* TUS TAREAS:
1/ Reescribe como lista el párrafo de la columna que empieza con "Hay que estar muy ocioso" y conserva sus datos principales.
2/ Explica, en una a tres oraciones, por qué al autor de la columna le encanta llegar tarde a los temas de pretendida actualidad.
3/ Según la columna, ¿con qué expresión calificó el ahora vicepresidente los escraches sufridos por miembros de gobiernos del PP?

───── FRAGMENTO DE TEXTO ─────

Opinión

Acosos, escraches y conjunciones adversativas

Me encanta llegar tarde a los temas de pretendida actualidad, ya que ello me permite leer, ver y escuchar lo que el asunto ha dado de sí y garantiza que las majaderías que uno está en disposición de aportar no desdecirán de las dichas y escritas por alguno de mis muchos antecesores. Cuando algún improbable lector aborde estas líneas la nefasta experiencia lenense del vicepresidente Iglesias y la ministra Montero probablemente esté olvidada, desplazada por el virus que no da tregua, las ejemplares andanzas del Emérito o el fichaje de Messi, lo que me permite hacer una sosegada reflexión sin la servidumbre de la primicia: el análisis de determinadas cuestiones nunca debiera ir sucedido de la conjunción adversativa “pero”. ¿Lioso? Seguro que queda más claro con un par de ejemplos: “Yo no soy racista, pero…” o “el machismo es una lacra, pero…”. Innecesario a la par que feo.

Con el hostigamiento sufrido por Iglesias / Montero en sus frustradas vacaciones debería haber ocurrido lo expuesto: una condena sin paliativos que afeara a los energúmenos la ausencia del más elemental de los civismos sin que la citada conjunción tuviera cabida en el discurso en lugar de enfrascarnos en debates semánticos acerca de si escrache o acoso son lo mismo o cosa distinta y señalando concomitancias y discordancias como si estuviéramos dirimiendo si son galgos o podencos.

Hay que estar muy ocioso, valorar muy poco el tiempo propio, tener la chaveta escasamente amueblada y sentir un desprecio olímpico por las más elementales normas democráticas para que lo mejor que se te ocurra hacer un fin de semana sea ir a increpar e insultar a representantes políticos a su domicilio mientras desarrollan actividades de ámbito familiar.

La justificación esgrimida para tan poco edificante actitud es que en un pasado bastante reciente el ahora vicepresidente apoyó los escraches sufridos por miembros de gobiernos del PP tildándolos de “jarabe democrático de los de abajo” y, quizá porque nunca he sido un alumno aplicado, me reconozco incapaz de recordar la clase de ética en la que se impartió que para corregir lo que nos resulta aberrante hay que reproducirlo en otros o que un mal se cura con otro similar. Incauto de mí, siempre pensé que lo que nos convertía en mejores que aquello que aborrecíamos era comportarnos, llegado el caso, de manera totalmente antitética. Cuán errado estaba.

───── DATOS DE ENTRADA ─────

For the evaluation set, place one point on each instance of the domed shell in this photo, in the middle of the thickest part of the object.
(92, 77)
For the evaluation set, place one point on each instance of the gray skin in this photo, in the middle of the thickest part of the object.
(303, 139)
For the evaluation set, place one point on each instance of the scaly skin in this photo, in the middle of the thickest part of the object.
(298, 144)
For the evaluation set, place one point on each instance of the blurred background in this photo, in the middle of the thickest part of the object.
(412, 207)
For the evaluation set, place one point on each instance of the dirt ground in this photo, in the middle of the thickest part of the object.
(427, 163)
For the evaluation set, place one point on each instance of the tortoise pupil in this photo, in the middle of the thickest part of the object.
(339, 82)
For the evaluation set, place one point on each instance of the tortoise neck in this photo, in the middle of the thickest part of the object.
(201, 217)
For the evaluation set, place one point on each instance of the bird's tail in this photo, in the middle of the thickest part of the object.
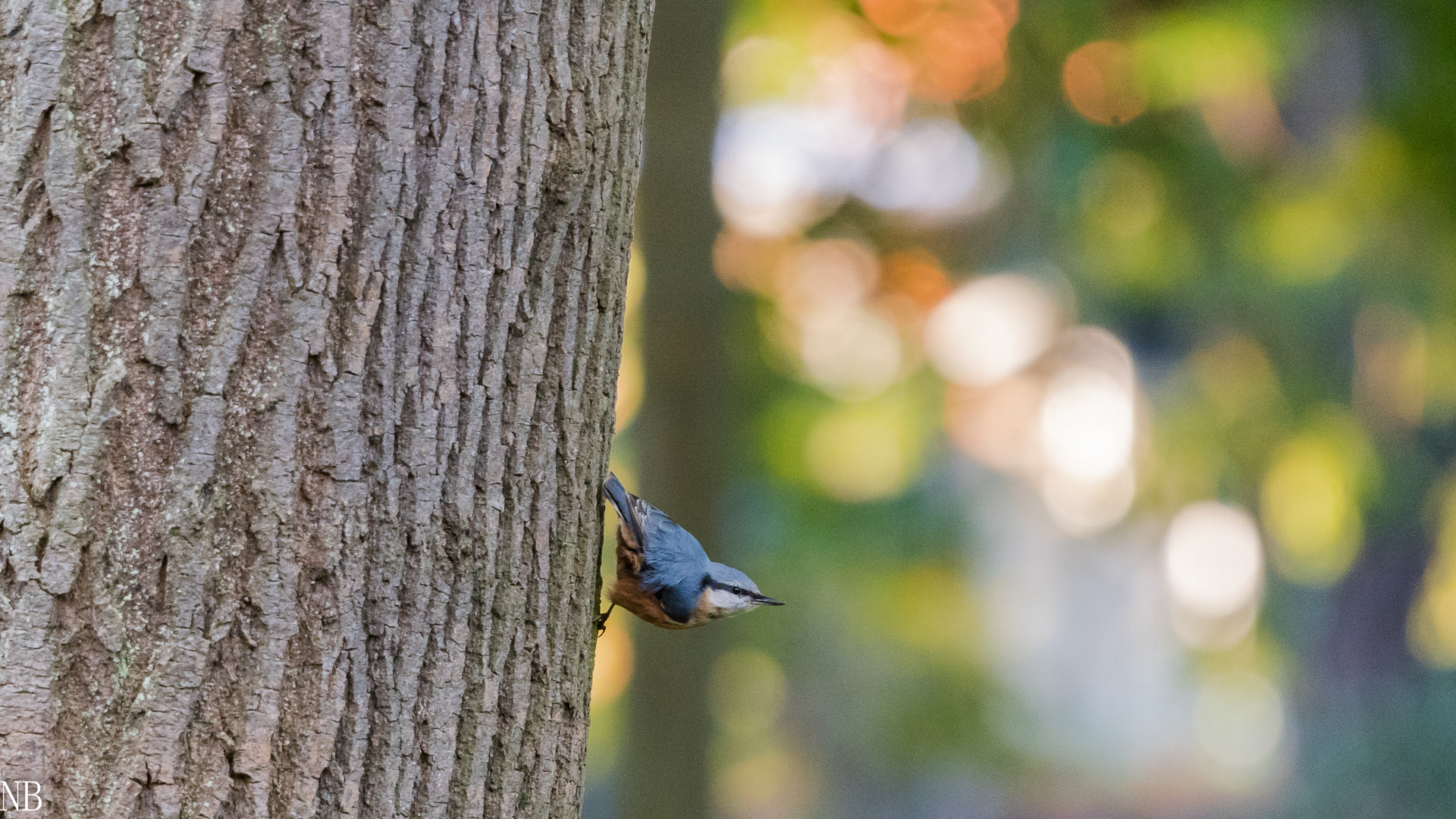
(626, 510)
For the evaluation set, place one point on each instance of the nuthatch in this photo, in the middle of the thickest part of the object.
(664, 575)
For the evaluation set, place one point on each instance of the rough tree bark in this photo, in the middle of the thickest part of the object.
(309, 318)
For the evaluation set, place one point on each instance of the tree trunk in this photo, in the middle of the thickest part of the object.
(310, 328)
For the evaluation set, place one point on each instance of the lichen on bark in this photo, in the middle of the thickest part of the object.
(309, 327)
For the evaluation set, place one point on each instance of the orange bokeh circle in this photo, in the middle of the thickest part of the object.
(1101, 83)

─────

* RESULTADOS DEL EJERCICIO:
1/
Según la columna, para que a alguien se le ocurra, como mejor plan de fin de semana, ir al domicilio de representantes políticos a increparlos e insultarlos mientras hacen actividades familiares, hace falta:
- estar muy ocioso;
- valorar muy poco el tiempo propio;
- tener la chaveta escasamente amueblada;
- sentir un desprecio olímpico por las normas democráticas más elementales.

2/ Llegar tarde le permite leer, ver y escuchar todo lo que el asunto ha dado de sí. Además, le garantiza que las majaderías que pueda aportar no desdecirán de las que ya han dicho y escrito sus muchos antecesores.

3/ Los llamó "jarabe democrático de los de abajo".